### PAGE:
★ ★ ★ ★

The short answer is very big. The real question is when. If you’ve haven’t been paying close attention, or harbor stereotypes of someone with flowers in her hair selling roadside apples, it might be time to sharpen your pencil. While you weren’t looking, a growing customer base for rural bankers has taken root.

The question of “how big” depends to some degree on whose measuring stick you’re using.

“We define sustainable agriculture as a very broad umbrella that includes a multiple of approaches to achieve improved profits, environmental stewardship and quality of life for the farmer, the family and the community. It’s a goal-oriented concept, under which organic farming is just one avenue,” says Jill Auburn, director of USDA’s Sustainable Agriculture Research and Education (SARE) program.

“I would even put conventional farming under the sustainable ag umbrella to some extent; I think all farmers are trying to become more sustainable in one manner or another. Our goal is to further the cause of agricultural practices that do the right thing for the environment but also contribute to the bottom line,” Auburn adds.

While total sustainable ag acres are difficult to pinpoint, SARE, through four regional offices, has funded some 2,500 grants to finance research and application of sustainable ag since 1988. The largest grants, in the $90,000 to $100,000 range, go to research teams who study new methods of production and related marketing strategies. Individual farmer/rancher grants, ranging from $5,000 to $10,000, help fund start-up enterprises. Cover crops, which conserve soil and water and reduce dependency on herbicides, and managed grazing, are frequent proposal topics, says Auburn.

★ ★ ★ ★

Pick up the article on sustainable agriculture after its last sentence and keep writing it. The data that follows is not needed.

[Excerpt from a dataset]
★ ★ ★ ★

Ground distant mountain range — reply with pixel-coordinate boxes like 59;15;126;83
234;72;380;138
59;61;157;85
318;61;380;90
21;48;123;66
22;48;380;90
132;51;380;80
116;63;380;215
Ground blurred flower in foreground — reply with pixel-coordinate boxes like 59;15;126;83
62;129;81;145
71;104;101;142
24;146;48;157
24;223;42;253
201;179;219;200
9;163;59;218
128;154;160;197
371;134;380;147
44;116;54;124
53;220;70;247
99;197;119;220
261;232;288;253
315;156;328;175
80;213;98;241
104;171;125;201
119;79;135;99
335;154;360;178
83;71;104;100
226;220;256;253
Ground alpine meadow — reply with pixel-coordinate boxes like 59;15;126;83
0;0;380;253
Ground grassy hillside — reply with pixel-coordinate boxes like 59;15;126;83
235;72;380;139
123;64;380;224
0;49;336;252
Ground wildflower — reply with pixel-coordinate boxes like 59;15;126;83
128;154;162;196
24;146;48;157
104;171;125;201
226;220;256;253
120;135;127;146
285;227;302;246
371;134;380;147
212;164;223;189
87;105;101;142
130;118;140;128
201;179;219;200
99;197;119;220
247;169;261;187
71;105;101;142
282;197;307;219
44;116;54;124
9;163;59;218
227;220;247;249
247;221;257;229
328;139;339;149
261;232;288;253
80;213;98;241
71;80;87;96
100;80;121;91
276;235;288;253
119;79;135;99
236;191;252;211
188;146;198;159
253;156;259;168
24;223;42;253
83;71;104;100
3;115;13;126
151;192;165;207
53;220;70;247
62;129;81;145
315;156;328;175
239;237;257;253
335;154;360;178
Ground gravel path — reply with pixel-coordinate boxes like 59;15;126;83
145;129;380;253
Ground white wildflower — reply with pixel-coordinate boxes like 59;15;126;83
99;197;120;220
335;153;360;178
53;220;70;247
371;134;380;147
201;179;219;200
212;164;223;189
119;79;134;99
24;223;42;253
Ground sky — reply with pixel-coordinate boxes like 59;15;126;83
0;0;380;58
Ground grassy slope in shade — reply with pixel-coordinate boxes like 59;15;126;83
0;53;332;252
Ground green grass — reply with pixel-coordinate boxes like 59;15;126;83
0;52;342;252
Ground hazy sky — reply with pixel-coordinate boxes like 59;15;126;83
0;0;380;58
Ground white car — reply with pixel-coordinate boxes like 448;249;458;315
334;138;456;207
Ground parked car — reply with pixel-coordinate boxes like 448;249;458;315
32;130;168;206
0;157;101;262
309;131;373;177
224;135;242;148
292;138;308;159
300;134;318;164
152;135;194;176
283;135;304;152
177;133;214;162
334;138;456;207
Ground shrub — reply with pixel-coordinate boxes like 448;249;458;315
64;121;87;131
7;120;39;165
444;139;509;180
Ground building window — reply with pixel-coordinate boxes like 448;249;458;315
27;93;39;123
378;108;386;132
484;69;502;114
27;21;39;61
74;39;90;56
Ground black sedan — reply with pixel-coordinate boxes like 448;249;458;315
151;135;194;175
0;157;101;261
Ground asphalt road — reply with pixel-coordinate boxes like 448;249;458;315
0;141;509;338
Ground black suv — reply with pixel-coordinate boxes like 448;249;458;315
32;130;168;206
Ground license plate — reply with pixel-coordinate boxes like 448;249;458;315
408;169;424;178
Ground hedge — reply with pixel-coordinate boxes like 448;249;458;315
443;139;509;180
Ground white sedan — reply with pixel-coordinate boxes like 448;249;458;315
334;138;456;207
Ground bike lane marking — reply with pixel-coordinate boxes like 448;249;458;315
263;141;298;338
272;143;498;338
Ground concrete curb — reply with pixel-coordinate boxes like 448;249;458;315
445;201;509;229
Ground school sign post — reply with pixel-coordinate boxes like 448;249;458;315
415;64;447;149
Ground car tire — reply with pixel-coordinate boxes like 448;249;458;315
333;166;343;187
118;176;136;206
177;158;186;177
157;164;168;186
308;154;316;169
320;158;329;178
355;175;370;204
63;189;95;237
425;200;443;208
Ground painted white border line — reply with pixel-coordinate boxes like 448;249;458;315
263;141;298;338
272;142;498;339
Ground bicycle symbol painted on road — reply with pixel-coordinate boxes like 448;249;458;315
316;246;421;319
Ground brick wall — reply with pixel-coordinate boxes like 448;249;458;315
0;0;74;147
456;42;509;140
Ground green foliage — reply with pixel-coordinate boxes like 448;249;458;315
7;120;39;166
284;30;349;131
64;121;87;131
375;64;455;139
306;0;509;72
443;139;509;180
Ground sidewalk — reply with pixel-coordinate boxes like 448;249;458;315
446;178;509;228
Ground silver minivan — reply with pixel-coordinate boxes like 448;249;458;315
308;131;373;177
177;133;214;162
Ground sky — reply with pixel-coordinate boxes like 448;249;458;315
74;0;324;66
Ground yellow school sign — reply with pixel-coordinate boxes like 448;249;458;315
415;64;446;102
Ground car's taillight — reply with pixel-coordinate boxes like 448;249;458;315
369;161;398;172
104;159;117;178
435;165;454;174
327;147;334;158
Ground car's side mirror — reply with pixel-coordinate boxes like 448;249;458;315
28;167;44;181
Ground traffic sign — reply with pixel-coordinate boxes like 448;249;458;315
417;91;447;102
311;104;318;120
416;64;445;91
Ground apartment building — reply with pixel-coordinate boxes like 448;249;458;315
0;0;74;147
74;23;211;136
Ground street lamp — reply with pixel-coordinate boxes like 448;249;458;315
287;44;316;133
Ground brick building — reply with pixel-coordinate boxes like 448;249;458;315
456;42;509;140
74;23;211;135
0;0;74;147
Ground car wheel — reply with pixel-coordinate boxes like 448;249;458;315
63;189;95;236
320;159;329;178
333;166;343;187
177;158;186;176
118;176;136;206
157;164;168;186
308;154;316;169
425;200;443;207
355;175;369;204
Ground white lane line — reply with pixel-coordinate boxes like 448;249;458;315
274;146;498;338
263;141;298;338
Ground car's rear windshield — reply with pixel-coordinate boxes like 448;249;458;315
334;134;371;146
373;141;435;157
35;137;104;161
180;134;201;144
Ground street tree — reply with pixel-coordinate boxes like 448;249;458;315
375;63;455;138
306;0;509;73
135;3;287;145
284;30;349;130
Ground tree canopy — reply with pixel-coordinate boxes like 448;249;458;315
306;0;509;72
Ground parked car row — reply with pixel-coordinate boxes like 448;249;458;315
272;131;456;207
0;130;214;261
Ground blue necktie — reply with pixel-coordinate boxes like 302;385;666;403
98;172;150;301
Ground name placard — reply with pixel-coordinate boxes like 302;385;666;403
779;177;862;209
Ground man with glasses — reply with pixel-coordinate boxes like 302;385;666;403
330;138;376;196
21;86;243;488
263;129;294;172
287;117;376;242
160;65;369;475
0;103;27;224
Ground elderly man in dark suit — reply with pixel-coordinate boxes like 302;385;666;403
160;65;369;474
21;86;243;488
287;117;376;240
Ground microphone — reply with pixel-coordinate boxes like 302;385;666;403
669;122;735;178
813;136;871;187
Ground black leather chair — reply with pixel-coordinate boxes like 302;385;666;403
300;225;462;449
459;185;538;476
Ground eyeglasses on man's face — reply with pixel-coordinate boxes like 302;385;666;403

★ ★ ★ ★

### WRITTEN ANSWER:
“We’re increasingly funding marketing-oriented and value-added projects. A lot of our farmers are learning that’s it’s not enough to cut your cost dollars, if you don’t get a larger share of the consumer dollar,” she explains.

Other definitions are more specific. The Food Alliance, a national third-party non-profit certifier of sustainable agriculture practices, has a strict set of environmental and social criteria covering pesticide reduction, soil and water conservation, wildlife habitat preservation, safe and fair working conditions and animal welfare. The Portland, Oregon-based organization has certified some 200 separate agricultural products, ranging from beef, hogs and lambs to vegetables and wheat. Food Alliance also runs a field office out of St. Paul, MN.

Meanwhile, the USDA’s National Organic Program (NOP), in effect since 2002, sets a uniform set of production and processing standards across the country for producers who sell more than $5,000 worth of organic products. Growers switching from conventional to organic are required to go through a three-year management transition period before they are allowed to sell products branded as organically certified. They may not use synthetic pesticides or fertilizers, must be able to track product from field to point of sale and maintain buffer zones to prevent contamination from conventional fields.

The tough rules aren’t stifling adoption; in fact, most organic growers think a uniform code benefits the industry. Organic retail sales in 2003 were estimated at $11 to $13 billion – between 1 and 2 percent of total food sales – by the Organic Farming Research Foundation (OFRF). But get ready for the numbers to zoom. Current organic sales figures represent a growth rate of 20 percent a year over the past 12 years. If that continues we will likely be looking at an organic foods market in the $20 to $30 billion-plus range by 2006.

Currently, three-fourths of all conventional grocery stores sell organic food products, and the trend points to more investment in organics by food company giants. Organic fruits and vegetables, with sales of $2.3 billion, make up the largest product group. Organic milk, eggs and poultry are rapidly-growing market segments.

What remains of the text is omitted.